## AIM OF THE EXERCISE
Repeat the data below word for word, from start to finish, but leave out the pictures.

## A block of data
[Begin]

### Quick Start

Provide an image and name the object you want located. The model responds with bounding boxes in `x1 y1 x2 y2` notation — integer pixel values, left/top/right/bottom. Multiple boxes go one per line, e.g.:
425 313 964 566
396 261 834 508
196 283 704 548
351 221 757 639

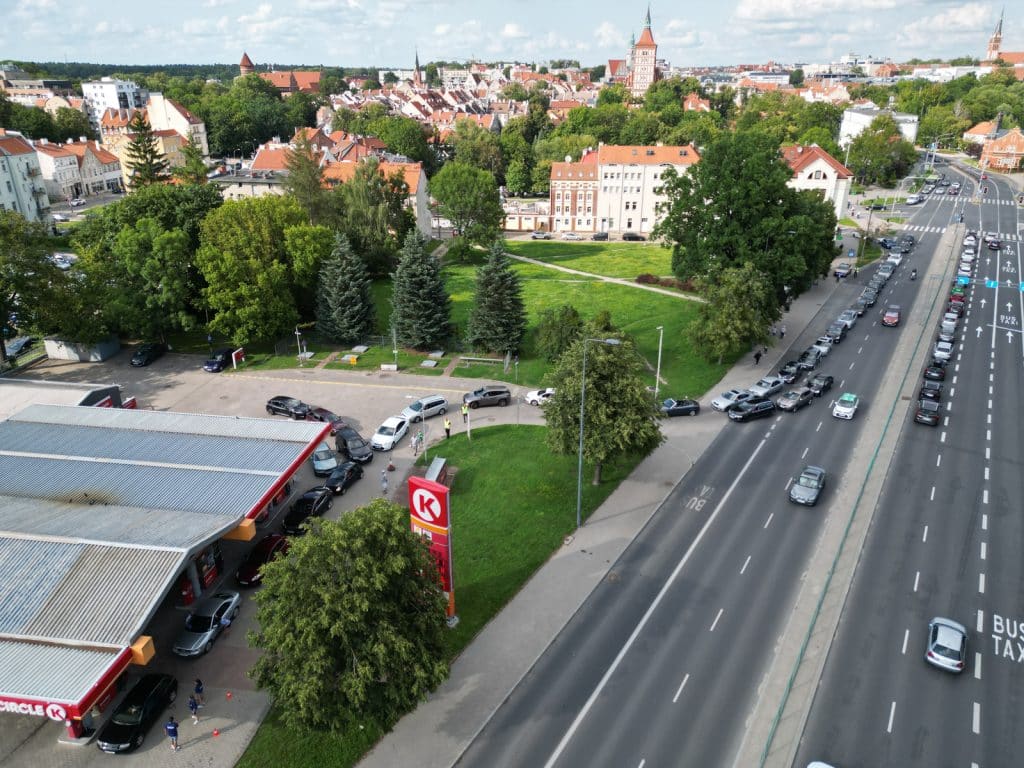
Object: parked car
790 464 825 507
334 427 374 464
131 341 167 367
234 534 288 587
283 485 334 536
662 397 700 416
173 591 242 656
523 387 555 406
96 673 178 754
462 384 512 408
324 462 362 494
309 442 338 477
925 616 967 674
306 406 345 434
203 348 233 374
370 416 409 451
266 394 309 420
401 394 447 424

[End]

## RESPONSE
### Quick Start

Provide an image and name the object you want located. The model responds with bounding boxes in `x1 y1 x2 y2` notation — integer pixel values, left/top/right/bottom. Multiple boxes go one per line, e.g.:
425 313 964 566
396 261 834 508
196 283 704 548
351 221 757 639

Object: parked car
790 464 825 507
334 427 374 464
131 341 167 367
234 534 288 587
283 485 334 536
662 397 700 416
173 591 242 656
523 387 555 406
96 673 178 754
462 384 512 408
324 462 362 494
309 442 338 477
925 616 967 674
306 406 345 434
203 348 233 374
370 416 409 451
266 394 309 420
401 394 447 424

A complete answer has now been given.